■ TASKS TO CARRY OUT ■
• A. In the passage on diagnosing interstitial cystitis, what kind of bladder wall inflammation can cystoscopy find?
• B. Write the next part of the passage on diagnosing interstitial cystitis, beginning right after its final line.

■ EXCERPT PROVIDED ■
━━━━
How Is It Diagnosed?

A diagnosis is made based on:
 
  • The presence of urinary urgency, urinary frequency, or bladder/pelvic pain
  • Bladder wall inflammation -- including pinpoint bleeding or ulcers -- found by cystoscopy
  • The absence of other diseases that could cause the symptoms.
     
Diagnostic tests that help in ruling out other diseases include:
 
  • Cystoscopy
  • Distention of the bladder under anesthesia
  • Urinalysis
  • Urine culture
  • Biopsy of the bladder wall
  • Urine cytology
  • Laboratory examination of prostate secretions.
 
(Click Diagnosing Interstitial Cystitis for more information.)
━━━━
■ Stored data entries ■
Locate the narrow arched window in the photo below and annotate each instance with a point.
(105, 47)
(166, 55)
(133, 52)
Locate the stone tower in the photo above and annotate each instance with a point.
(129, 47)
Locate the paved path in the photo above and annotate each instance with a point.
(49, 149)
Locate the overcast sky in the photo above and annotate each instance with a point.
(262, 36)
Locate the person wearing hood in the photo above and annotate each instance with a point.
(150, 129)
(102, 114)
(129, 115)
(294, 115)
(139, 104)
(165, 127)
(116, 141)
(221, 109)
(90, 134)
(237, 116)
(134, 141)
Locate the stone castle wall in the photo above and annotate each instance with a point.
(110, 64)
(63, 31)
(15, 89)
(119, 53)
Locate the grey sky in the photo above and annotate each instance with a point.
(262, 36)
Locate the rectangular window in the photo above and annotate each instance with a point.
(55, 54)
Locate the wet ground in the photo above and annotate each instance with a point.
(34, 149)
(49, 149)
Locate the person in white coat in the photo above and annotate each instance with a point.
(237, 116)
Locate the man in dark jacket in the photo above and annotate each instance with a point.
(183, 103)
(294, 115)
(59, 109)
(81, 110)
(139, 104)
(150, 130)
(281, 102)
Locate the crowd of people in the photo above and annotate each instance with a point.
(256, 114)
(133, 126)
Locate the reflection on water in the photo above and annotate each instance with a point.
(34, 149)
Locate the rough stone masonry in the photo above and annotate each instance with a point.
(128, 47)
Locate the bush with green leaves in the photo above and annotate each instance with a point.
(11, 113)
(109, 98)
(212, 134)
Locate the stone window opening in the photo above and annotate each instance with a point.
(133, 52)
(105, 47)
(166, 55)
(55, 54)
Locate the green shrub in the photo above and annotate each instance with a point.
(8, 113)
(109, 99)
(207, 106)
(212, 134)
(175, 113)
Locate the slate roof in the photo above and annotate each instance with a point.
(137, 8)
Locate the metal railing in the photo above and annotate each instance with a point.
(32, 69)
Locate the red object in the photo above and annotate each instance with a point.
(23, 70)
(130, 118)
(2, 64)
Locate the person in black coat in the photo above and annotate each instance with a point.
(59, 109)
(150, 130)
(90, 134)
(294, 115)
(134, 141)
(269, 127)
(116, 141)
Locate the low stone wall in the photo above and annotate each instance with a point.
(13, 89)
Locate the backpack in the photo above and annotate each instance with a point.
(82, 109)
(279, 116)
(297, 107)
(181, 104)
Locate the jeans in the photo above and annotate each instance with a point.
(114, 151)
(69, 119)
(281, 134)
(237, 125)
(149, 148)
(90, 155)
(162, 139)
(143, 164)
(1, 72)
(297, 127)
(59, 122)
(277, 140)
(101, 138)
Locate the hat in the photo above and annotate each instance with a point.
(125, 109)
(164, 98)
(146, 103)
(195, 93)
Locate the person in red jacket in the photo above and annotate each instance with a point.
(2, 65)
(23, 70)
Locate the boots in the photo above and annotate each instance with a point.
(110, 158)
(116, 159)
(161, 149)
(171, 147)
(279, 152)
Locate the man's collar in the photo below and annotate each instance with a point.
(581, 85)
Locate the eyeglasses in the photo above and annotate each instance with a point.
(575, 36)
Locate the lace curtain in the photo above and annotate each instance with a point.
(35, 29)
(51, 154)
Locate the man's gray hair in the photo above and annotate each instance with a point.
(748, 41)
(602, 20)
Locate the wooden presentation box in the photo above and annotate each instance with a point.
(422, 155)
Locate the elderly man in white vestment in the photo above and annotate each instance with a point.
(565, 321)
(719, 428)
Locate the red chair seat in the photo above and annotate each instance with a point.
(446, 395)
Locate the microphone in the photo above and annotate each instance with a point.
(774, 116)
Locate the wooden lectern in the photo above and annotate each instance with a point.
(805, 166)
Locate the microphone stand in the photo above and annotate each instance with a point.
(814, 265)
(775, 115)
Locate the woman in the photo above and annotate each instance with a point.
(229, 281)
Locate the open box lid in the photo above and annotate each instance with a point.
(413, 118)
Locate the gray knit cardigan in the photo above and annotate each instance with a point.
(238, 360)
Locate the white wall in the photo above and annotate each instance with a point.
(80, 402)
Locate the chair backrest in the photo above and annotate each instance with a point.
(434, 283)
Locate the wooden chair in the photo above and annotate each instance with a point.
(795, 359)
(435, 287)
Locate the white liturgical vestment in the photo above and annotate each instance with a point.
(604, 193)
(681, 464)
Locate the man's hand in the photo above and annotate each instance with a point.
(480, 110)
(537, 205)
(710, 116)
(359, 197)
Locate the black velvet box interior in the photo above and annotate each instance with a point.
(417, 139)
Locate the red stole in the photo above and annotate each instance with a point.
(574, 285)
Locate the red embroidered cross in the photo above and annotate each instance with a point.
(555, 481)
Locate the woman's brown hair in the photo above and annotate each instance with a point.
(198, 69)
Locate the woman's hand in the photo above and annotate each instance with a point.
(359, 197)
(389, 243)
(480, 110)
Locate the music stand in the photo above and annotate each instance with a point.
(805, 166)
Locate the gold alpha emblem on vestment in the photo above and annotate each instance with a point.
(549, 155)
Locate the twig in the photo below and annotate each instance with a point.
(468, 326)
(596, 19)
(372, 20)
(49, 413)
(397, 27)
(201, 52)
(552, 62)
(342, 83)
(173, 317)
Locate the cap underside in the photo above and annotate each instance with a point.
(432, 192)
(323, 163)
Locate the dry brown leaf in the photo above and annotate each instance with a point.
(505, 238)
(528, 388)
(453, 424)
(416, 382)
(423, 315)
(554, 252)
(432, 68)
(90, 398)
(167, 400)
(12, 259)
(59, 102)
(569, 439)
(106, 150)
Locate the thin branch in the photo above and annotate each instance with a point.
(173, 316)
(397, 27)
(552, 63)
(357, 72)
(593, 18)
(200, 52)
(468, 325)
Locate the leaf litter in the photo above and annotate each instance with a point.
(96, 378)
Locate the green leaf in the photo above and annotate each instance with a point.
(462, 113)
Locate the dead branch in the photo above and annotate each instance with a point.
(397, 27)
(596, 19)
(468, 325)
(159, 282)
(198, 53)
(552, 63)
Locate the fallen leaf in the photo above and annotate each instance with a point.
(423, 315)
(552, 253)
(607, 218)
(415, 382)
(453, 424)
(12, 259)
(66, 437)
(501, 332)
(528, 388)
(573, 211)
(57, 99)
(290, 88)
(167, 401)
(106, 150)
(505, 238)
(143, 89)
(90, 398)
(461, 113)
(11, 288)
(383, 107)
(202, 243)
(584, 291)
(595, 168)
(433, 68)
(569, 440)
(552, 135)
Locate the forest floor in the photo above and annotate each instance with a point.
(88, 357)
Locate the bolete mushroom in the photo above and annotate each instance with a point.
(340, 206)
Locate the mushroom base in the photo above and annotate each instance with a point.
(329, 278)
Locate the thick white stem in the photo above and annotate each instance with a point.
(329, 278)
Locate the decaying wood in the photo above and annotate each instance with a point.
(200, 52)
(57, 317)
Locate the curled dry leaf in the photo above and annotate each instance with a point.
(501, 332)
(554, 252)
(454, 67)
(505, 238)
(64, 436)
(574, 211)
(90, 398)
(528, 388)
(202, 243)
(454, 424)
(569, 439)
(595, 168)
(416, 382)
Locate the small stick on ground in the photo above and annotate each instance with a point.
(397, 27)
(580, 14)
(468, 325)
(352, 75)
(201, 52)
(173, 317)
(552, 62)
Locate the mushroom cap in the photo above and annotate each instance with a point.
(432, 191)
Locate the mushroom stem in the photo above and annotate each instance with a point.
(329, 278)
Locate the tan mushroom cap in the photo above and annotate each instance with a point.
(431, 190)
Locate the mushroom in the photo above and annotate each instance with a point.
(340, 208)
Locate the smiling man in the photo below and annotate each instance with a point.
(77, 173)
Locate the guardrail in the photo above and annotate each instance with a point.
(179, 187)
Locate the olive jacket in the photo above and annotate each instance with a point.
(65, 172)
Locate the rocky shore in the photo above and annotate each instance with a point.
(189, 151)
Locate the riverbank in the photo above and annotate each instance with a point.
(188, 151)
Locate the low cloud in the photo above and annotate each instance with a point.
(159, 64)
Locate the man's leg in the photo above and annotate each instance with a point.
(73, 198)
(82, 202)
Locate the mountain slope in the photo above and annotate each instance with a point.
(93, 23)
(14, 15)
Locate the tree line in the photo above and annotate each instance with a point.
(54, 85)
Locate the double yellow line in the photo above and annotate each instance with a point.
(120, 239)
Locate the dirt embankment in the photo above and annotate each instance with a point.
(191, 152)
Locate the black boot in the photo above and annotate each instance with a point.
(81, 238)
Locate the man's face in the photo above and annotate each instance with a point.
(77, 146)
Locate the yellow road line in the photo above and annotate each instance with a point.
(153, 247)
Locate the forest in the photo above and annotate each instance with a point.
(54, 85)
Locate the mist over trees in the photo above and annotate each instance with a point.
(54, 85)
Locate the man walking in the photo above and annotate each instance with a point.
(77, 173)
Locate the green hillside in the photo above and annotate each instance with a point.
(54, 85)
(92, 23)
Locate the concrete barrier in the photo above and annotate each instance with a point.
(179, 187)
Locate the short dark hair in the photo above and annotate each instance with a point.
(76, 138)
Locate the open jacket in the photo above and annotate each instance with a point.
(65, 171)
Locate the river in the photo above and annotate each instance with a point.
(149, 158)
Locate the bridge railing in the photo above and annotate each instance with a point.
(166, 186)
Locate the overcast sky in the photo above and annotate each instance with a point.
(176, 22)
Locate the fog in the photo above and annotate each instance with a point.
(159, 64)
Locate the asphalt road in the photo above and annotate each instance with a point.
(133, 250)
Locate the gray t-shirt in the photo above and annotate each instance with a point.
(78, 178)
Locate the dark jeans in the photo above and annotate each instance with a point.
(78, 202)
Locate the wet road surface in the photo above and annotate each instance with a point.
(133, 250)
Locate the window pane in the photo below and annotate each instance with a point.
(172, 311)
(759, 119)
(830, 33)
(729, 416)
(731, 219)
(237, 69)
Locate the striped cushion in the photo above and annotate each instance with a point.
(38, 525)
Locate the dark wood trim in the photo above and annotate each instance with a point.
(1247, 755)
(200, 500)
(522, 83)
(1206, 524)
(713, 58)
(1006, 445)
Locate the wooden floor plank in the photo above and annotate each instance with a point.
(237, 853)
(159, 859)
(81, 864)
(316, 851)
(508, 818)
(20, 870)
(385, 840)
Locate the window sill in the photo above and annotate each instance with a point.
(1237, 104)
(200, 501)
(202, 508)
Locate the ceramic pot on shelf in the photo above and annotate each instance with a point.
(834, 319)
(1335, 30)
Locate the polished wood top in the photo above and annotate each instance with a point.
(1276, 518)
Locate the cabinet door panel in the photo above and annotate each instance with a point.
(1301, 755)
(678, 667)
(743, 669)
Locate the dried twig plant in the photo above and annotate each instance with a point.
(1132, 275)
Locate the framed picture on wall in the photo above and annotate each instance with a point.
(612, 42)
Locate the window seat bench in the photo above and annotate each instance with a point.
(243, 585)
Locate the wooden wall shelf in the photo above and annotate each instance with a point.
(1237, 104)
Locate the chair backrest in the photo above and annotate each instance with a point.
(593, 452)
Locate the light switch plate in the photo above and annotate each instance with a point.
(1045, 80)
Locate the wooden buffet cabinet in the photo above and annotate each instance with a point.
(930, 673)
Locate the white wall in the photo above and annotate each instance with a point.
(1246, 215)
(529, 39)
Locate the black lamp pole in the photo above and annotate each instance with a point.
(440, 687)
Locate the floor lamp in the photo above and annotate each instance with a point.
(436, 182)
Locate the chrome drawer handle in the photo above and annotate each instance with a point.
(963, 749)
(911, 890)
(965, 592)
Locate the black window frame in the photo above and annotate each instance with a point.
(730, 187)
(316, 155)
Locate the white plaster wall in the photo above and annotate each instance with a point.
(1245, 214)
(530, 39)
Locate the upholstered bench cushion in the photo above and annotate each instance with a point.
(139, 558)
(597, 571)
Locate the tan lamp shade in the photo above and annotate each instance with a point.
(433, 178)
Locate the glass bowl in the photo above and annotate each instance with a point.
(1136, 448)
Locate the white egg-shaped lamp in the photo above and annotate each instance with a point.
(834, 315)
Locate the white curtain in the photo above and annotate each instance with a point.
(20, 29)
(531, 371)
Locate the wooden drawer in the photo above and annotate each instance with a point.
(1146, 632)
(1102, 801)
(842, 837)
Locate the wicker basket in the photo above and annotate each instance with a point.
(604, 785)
━━━━
■ ANSWERS FOR THE TASKS ■
• A. Pinpoint bleeding or ulcers.

• B.
Treating Interstitial Cystitis

There is no interstitial cystitis cure. All doctors can do is try to relieve the symptoms, a challenging task, because they vary from person to person. People may have flare-ups and remissions, and different people respond to different interstitial cystitis treatment. A particular type of treatment may work for a while and then lose its effectiveness. Sometimes, stress or a change of diet triggers symptoms. Occasionally, the disease goes into remission spontaneously.
 
Treatment options can include:
 
  • Bladder distention
  • Bladder instillation
  • Medication
  • Transcutaneous electrical nerve stimulation (TENS)
  • Self-help strategies.
     
Surgery is considered a treatment of last resort, as it does not necessarily improve symptoms (see Interstitial Cystitis Surgery for more information).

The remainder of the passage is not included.